Tarefa 1
Segundo o texto sobre o tabagismo e os dentes, em que região da raiz dentária as alterações deixadas pelo cigarro permanecem visíveis mesmo após parar de fumar?
Tarefa 2
Reproduza sem alterações o trecho do texto sobre o tabagismo e os dentes que começa com "Fumar deixa marcas" e termina com "dentária, chamada cemento.".

Texto para leitura
Fumar deixa marcas duradouras nos dentes — mesmo depois de parar

O cigarro é amplamente conhecido por seus impactos severos na saúde pulmonar, cardiovascular e até na pele.

Mas uma nova descoberta chama a atenção para um aspecto muitas vezes negligenciado: os efeitos duradouros do tabagismo nos dentes — mesmo anos após a última tragada.

Um estudo conduzido por pesquisadores da Northumbria University, no Reino Unido, revelou que os dentes guardam registros biológicos profundos da exposição ao tabaco, oferecendo pistas permanentes sobre o hábito de fumar. Ou seja, fumar prejudica os dentes.

A pesquisa, publicada na revista científica PLOS One, analisou a estrutura de dentes humanos e revelou que, mesmo após parar de fumar, alterações deixadas pelo cigarro permanecem visíveis em uma região específica da raiz dentária, chamada cemento.

Essas marcas se tornam uma espécie de “impressão digital” do tabagismo, com implicações não apenas para a saúde bucal, mas também para áreas como a ciência forense e a arqueologia.

O que é o cemento e por que ele é tão importante?

O dente humano é composto por três tecidos duros: esmalte, dentina e cemento. O cemento é uma camada mineralizada que reveste a raiz do dente, protegendo suas estruturas mais internas.

À medida que envelhecemos, o cemento se espessa em ciclos regulares, formando anéis de crescimento semelhantes aos encontrados em troncos de árvores.

Esses anéis podem revelar informações valiosas sobre a idade do indivíduo, fases da vida, e agora, como mostra a nova pesquisa, hábitos como o tabagismo.

A área de estudo que investiga esses anéis é chamada de cementocronologia, uma ferramenta já utilizada para estimar idade em contextos forenses e arqueológicos.

No entanto, essa é a primeira vez que se documenta, com base nessas estruturas, o impacto do tabaco de forma tão clara e consistente.

O estudo: como o cigarro deixa cicatrizes nos dentes

No estudo, a equipe da Northumbria University analisou 88 dentes — parte deles extraídos de pacientes em tratamento odontológico, e outra parte proveniente de achados arqueológicos datados entre os séculos XVIII e XIX.

Registros
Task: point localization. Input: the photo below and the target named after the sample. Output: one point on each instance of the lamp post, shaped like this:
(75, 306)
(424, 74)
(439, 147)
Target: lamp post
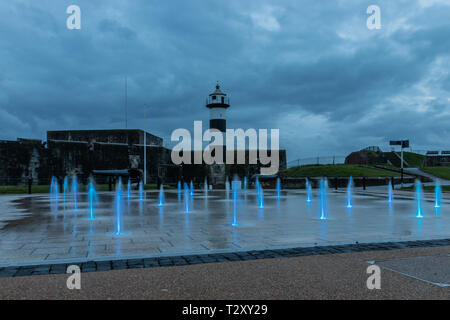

Solução 1
No cemento.

Solução 2
Fumar deixa marcas duradouras nos dentes — mesmo depois de parar

O cigarro é amplamente conhecido por seus impactos severos na saúde pulmonar, cardiovascular e até na pele.

Mas uma nova descoberta chama a atenção para um aspecto muitas vezes negligenciado: os efeitos duradouros do tabagismo nos dentes — mesmo anos após a última tragada.

Um estudo conduzido por pesquisadores da Northumbria University, no Reino Unido, revelou que os dentes guardam registros biológicos profundos da exposição ao tabaco, oferecendo pistas permanentes sobre o hábito de fumar. Ou seja, fumar prejudica os dentes.

A pesquisa, publicada na revista científica PLOS One, analisou a estrutura de dentes humanos e revelou que, mesmo após parar de fumar, alterações deixadas pelo cigarro permanecem visíveis em uma região específica da raiz dentária, chamada cemento.